## TASK INSTRUCTIONS
Collect every line in the records below that contains the word "mountain", and copy each of those lines in full.

## DATA SECTION
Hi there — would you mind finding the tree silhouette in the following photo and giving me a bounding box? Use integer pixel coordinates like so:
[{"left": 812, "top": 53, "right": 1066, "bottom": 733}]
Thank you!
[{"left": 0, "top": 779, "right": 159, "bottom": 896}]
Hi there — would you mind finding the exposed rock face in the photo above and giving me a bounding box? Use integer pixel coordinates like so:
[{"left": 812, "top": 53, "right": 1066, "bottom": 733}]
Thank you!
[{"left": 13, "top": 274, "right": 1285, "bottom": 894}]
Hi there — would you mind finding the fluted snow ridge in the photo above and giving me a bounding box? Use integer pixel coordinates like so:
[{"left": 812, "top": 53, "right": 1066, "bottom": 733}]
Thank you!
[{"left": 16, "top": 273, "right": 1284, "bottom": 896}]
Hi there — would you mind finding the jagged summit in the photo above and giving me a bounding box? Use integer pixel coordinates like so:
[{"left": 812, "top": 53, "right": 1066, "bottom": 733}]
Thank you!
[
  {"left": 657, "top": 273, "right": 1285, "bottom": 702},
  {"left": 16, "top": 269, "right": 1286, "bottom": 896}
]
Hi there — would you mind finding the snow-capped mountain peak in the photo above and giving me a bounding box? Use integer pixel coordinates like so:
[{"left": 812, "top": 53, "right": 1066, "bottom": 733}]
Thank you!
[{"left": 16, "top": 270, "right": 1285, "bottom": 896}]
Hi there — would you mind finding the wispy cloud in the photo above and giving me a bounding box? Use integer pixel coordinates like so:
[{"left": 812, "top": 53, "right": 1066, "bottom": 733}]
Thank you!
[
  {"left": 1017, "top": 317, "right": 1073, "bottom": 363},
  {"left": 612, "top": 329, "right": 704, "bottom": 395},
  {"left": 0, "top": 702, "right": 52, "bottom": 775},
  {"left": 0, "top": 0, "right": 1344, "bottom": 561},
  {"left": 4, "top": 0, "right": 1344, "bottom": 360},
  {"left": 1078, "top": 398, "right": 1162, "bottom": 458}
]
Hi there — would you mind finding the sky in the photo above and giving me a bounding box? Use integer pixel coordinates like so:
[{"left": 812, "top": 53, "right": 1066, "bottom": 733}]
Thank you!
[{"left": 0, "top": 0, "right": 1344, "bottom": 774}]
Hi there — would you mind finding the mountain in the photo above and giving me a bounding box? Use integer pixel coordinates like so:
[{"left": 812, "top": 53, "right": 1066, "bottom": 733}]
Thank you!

## OUTPUT BELOW
Hi there — would you mind finding the snow-capped mountain peak in the photo above and giving me a bounding box? Use integer pixel coordinates like so:
Hi there — would you mind finding the mountain in the photo above and giving me a bounding box? Use integer pixel coordinates like so:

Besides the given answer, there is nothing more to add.